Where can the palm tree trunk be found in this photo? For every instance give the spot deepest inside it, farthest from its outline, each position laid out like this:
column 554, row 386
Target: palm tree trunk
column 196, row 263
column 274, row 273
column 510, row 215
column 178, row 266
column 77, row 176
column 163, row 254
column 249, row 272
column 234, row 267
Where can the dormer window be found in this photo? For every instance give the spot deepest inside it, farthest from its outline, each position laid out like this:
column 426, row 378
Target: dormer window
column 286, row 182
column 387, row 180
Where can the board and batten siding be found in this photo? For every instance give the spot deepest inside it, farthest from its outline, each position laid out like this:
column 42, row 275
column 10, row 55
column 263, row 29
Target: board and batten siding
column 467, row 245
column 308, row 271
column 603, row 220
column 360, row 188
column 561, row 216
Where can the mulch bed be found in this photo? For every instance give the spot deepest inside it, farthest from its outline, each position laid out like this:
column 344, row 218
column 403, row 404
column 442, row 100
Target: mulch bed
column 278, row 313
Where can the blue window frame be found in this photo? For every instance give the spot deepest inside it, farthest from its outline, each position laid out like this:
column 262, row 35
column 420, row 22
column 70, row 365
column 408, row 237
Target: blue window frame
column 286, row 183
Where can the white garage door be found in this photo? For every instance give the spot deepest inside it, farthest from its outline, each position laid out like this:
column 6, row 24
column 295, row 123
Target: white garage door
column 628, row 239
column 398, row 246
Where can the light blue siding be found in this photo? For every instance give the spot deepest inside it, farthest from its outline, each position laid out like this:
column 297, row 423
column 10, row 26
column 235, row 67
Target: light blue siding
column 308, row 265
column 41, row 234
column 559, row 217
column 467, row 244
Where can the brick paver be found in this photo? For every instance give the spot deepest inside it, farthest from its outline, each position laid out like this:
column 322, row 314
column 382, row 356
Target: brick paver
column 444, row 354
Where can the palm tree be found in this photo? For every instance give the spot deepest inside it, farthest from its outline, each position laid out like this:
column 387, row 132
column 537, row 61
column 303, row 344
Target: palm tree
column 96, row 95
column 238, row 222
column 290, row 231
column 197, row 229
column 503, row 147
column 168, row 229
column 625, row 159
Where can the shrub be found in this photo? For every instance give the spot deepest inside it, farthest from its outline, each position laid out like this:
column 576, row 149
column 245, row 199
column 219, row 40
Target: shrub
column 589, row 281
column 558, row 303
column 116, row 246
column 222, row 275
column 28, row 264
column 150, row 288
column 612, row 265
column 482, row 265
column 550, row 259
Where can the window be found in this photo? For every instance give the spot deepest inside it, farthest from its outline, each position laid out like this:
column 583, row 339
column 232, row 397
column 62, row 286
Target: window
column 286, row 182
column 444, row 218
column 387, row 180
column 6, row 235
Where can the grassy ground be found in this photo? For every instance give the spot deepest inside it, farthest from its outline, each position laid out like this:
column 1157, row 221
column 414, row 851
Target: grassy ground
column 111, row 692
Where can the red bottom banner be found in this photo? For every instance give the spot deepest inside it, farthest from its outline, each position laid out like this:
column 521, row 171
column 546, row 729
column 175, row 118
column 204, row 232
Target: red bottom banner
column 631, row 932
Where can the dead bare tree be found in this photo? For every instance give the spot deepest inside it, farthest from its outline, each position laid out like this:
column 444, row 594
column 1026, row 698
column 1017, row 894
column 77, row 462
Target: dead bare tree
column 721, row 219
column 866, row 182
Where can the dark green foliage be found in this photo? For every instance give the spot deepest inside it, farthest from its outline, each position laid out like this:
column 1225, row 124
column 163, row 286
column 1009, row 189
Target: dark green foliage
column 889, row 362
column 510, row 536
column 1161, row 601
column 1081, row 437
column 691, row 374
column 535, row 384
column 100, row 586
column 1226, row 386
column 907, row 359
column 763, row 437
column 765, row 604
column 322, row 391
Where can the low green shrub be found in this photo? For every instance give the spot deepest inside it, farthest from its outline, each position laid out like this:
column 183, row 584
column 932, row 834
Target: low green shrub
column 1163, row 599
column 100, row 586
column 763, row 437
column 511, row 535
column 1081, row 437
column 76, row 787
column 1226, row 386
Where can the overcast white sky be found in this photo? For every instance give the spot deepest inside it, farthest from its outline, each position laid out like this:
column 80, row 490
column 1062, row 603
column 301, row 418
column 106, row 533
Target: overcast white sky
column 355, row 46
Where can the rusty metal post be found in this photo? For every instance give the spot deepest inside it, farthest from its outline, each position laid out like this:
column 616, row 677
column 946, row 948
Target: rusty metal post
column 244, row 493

*Your goal*
Please print the listing exactly, keeping each line as it is.

*Answer to the problem*
Where can the palm tree trunk be found in this photo? For every instance give the spot deepest inside it, farthest from its outline, each position laid out like this:
column 554, row 386
Target: palm tree trunk
column 196, row 263
column 274, row 273
column 510, row 215
column 178, row 266
column 77, row 176
column 163, row 254
column 249, row 272
column 234, row 267
Where can the dormer window be found in this photo? For every instance give the spot deepest inside it, farthest from its outline, each position laid out like this:
column 426, row 378
Target: dormer window
column 286, row 182
column 387, row 180
Where can the board and batten siding be found in this photo? For every instance give the spot deepest inside it, farthest from its outline, each position laid out like this:
column 42, row 275
column 10, row 55
column 263, row 29
Target: board and batten siding
column 467, row 245
column 308, row 271
column 603, row 220
column 360, row 188
column 561, row 216
Where can the mulch bed be found in this photo? For every instance give the spot deepest inside it, farthest from its outline, each position laid out like this:
column 344, row 218
column 403, row 404
column 442, row 100
Target: mulch bed
column 278, row 313
Where can the blue window frame be found in this photo? For every instance give the spot deepest inside it, farthest from its outline, each position laid out like this:
column 262, row 35
column 420, row 22
column 70, row 365
column 408, row 237
Target: blue window frame
column 286, row 183
Where can the white garage door be found in this photo? For every instance give the spot deepest inside it, farthest from its outline, each position laid out like this:
column 6, row 24
column 295, row 123
Target: white garage door
column 628, row 239
column 398, row 246
Where can the light blue siding be found in this photo? For every instance give the spot deepest inside it, farthest from its outline, each position laid out like this:
column 297, row 423
column 10, row 26
column 235, row 67
Target: light blue siding
column 308, row 265
column 41, row 234
column 559, row 217
column 467, row 244
Where can the brick paver be found in this photo? For every instance give the spot deepest inside it, farthest from its outline, each position laid out like this:
column 322, row 314
column 382, row 356
Target: brick paver
column 444, row 354
Where can the palm tree be found in this photo? For every instance give the spot deepest inside it, farthest from its outline, each position laid out like this:
column 387, row 132
column 537, row 61
column 303, row 344
Target: palm tree
column 96, row 95
column 238, row 222
column 290, row 231
column 197, row 229
column 503, row 147
column 168, row 229
column 625, row 159
Where can the shrub be found in this photo? For every instance give the spot deepest inside it, farthest from its outline, each position laid out like this:
column 576, row 149
column 245, row 199
column 219, row 40
Target: shrub
column 589, row 281
column 558, row 303
column 116, row 246
column 222, row 275
column 28, row 264
column 150, row 288
column 612, row 265
column 482, row 265
column 550, row 259
Where can the window be found in this photo? For every instance give the spot deepest inside it, farthest from its outline, each position laid out like this:
column 583, row 339
column 232, row 397
column 62, row 286
Target: window
column 286, row 182
column 444, row 218
column 387, row 180
column 6, row 235
Where can the grassy ground be found in this photo? For every instance give the spot deepest inside it, farthest from its outline, each position laid out like this:
column 1157, row 221
column 414, row 851
Target: grassy ground
column 111, row 692
Where can the red bottom banner be found in this photo? For every instance give the spot deepest inside it, farthest from its outline, each position laid out like this:
column 521, row 171
column 546, row 729
column 175, row 118
column 204, row 232
Target: red bottom banner
column 631, row 932
Where can the dead bare tree be found in this photo? For every instance give the spot deepest inside it, farthest from its outline, each position laid out like this:
column 444, row 594
column 1026, row 698
column 1017, row 894
column 77, row 462
Target: dead bare tree
column 721, row 219
column 866, row 182
Where can the dark green foliage be found in this photo? For every instance give the spot deepest inside it, farthest from its outline, each position laid out like this:
column 1225, row 124
column 163, row 286
column 1009, row 189
Target: dark green foliage
column 889, row 362
column 510, row 536
column 1161, row 601
column 1081, row 437
column 691, row 374
column 535, row 384
column 100, row 586
column 1226, row 386
column 907, row 359
column 763, row 437
column 765, row 604
column 322, row 391
Where can the low green shrub be found in this photo? For every instance give the spot deepest inside it, farthest from its outline, each position laid out like this:
column 183, row 584
column 932, row 834
Target: low green shrub
column 1163, row 599
column 100, row 586
column 763, row 437
column 511, row 535
column 1081, row 437
column 76, row 787
column 1226, row 386
Where can the overcast white sky be found in this photo? For every instance give the spot deepest inside it, farthest from its outline, each position laid out like this:
column 80, row 490
column 1062, row 603
column 301, row 418
column 106, row 533
Target: overcast white sky
column 355, row 46
Where can the rusty metal post be found in this photo? For every instance give the spot deepest inside it, farthest from its outline, each position laid out like this:
column 616, row 677
column 946, row 948
Target: rusty metal post
column 244, row 493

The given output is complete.